Sealing height adjusting device for package wrapping apparatus

A film wrapping apparatus for wrapping articles and a method of wrapping articles in a heat-sealable thermoplastic packaging film. The apparatus has a film-hauling device in form of a conveyer having travelling clamping runs of upper and lower belts for clamping a free marginal selvage or edge part of a folded strip of packaging film having the parts thereof superposed. An infeed device positions articles successively at a position in which the superposed parts of successive lengths of the folded film are hauled over and under the articles respectively and envelope the articles as the successive lengths of the folded film are advanced intermittently by the film-hauling device from a web. The folded film successive lengths move longitudinally through a heat-sealing device having heat sealing jaws that have an L-shaped heat sealing element for sealing leading and trailing ends of the successive lengths of folded film as well as the open sides of each length to form individual packages containing therein respective packaged articles. The heat-sealing device jaws and the film-hauling device can be adjusted as to their height to handle different height articles being packaged. The heat-sealing device is raised and lowered manually in accordance with the level of travel of the advancing film and the height of the articles being packaged.

BACKGROUND OF THE INVENTION 
In an automatic package wrapping apparatus, disclosed in the Shanklin U.S. 
Pat. No. 358,388 and 4,219,988, an infeed conveyor and a discharge 
conveyor and disclose level with each other to allow smooth transportation 
of products, and a cross member of a sealing device is positioned between 
the infeed conveyor and the discharge conveyor when sealing products.

## What the task requires
Transcribe the full patent text on the sealing height adjusting device, word for word. The rows after this point are separate material and are not part of the patent text.

[Entries for labeling object positions]
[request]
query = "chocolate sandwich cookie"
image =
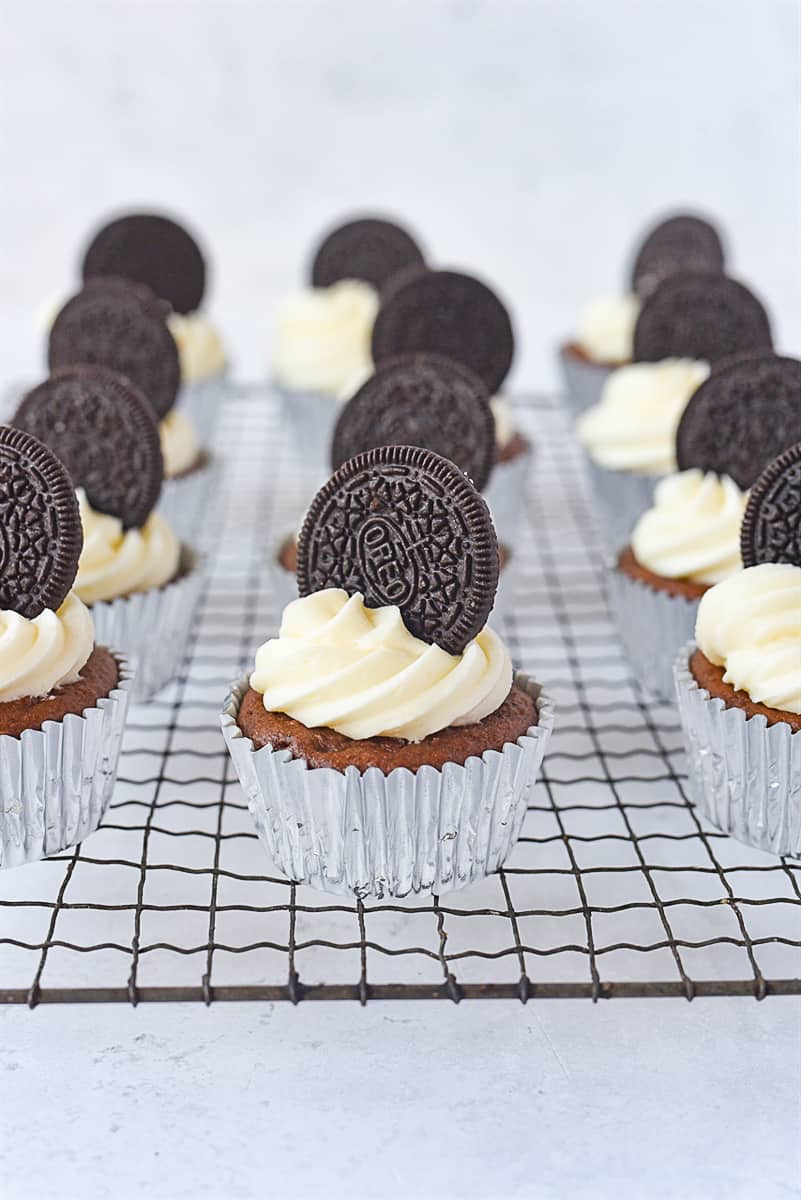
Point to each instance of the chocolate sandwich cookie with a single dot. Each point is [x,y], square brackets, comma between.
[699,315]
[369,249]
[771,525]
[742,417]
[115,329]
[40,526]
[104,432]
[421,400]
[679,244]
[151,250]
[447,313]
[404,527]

==

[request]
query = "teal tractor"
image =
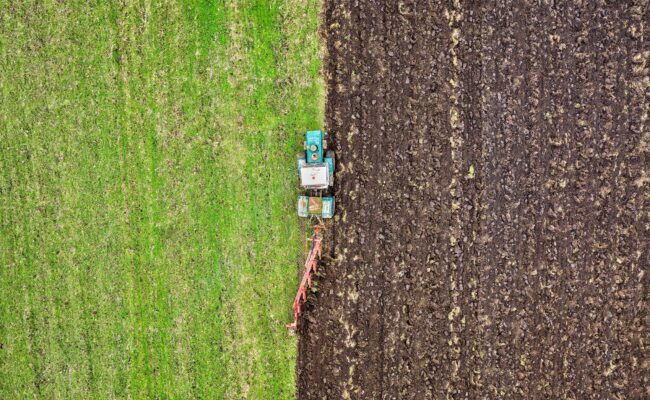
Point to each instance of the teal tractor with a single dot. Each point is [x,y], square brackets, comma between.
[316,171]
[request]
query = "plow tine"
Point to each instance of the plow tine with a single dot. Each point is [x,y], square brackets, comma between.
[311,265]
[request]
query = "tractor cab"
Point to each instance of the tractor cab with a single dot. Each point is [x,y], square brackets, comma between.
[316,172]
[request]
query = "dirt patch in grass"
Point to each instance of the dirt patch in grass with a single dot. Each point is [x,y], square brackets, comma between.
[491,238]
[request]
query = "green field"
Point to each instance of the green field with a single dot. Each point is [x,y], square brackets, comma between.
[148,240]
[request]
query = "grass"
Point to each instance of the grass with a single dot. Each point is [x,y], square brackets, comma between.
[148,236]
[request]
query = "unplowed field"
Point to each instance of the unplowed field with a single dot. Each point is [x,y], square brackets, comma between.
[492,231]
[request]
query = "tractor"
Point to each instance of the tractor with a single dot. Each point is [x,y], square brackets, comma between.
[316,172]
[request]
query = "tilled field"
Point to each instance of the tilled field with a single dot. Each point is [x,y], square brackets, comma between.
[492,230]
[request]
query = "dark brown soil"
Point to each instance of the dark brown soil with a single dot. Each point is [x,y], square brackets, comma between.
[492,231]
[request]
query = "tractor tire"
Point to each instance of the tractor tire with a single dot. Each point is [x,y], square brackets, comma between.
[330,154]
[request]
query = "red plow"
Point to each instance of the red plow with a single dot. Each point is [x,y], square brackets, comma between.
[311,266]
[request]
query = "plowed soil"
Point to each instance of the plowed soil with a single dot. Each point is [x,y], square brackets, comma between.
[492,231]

==

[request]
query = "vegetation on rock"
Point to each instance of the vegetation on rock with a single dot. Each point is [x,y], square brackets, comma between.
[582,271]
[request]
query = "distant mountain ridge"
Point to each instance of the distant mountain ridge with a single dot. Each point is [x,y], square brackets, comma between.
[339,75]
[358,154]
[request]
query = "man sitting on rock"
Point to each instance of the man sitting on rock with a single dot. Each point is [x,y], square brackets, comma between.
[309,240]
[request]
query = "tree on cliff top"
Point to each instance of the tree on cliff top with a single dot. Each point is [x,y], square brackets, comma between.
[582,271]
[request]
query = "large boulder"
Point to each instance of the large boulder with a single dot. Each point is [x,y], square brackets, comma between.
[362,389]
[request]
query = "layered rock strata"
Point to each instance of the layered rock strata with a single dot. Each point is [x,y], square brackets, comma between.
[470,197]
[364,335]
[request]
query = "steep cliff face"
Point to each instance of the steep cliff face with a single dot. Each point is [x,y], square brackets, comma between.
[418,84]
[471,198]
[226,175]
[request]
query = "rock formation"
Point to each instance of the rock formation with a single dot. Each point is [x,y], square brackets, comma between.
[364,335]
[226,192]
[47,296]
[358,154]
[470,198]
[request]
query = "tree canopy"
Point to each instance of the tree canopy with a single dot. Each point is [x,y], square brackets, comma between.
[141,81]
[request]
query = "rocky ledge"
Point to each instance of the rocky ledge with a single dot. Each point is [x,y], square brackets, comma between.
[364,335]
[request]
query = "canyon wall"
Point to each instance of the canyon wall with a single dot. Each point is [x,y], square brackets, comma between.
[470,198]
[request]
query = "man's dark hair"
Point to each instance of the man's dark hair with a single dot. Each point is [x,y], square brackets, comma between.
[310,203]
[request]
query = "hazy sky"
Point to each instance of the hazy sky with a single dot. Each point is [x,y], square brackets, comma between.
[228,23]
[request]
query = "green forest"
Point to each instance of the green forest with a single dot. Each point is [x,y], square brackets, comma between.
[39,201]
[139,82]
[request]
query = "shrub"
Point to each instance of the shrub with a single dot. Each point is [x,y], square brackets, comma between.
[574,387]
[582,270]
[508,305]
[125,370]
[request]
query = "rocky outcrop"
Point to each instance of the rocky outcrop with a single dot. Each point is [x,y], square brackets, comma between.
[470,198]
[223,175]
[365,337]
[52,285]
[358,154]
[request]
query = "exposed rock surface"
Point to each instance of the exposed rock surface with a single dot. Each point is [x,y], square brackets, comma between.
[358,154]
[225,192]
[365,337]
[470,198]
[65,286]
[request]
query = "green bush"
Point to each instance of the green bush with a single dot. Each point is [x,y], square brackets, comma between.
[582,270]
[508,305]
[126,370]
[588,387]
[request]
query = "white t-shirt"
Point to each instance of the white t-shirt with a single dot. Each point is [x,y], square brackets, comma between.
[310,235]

## Result
Sealing height adjusting device for package wrapping apparatus

A film wrapping apparatus for wrapping articles and a method of wrapping articles in a heat-sealable thermoplastic packaging film. The apparatus has a film-hauling device in form of a conveyer having travelling clamping runs of upper and lower belts for clamping a free marginal selvage or edge part of a folded strip of packaging film having the parts thereof superposed. An infeed device positions articles successively at a position in which the superposed parts of successive lengths of the folded film are hauled over and under the articles respectively and envelope the articles as the successive lengths of the folded film are advanced intermittently by the film-hauling device from a web. The folded film successive lengths move longitudinally through a heat-sealing device having heat sealing jaws that have an L-shaped heat sealing element for sealing leading and trailing ends of the successive lengths of folded film as well as the open sides of each length to form individual packages containing therein respective packaged articles. The heat-sealing device jaws and the film-hauling device can be adjusted as to their height to handle different height articles being packaged. The heat-sealing device is raised and lowered manually in accordance with the level of travel of the advancing film and the height of the articles being packaged.

BACKGROUND OF THE INVENTION 
In an automatic package wrapping apparatus, disclosed in the Shanklin U.S. 
Pat. No. 358,388 and 4,219,988, an infeed conveyor and a discharge 
conveyor and disclose level with each other to allow smooth transportation 
of products, and a cross member of a sealing device is positioned between 
the infeed conveyor and the discharge conveyor when sealing products.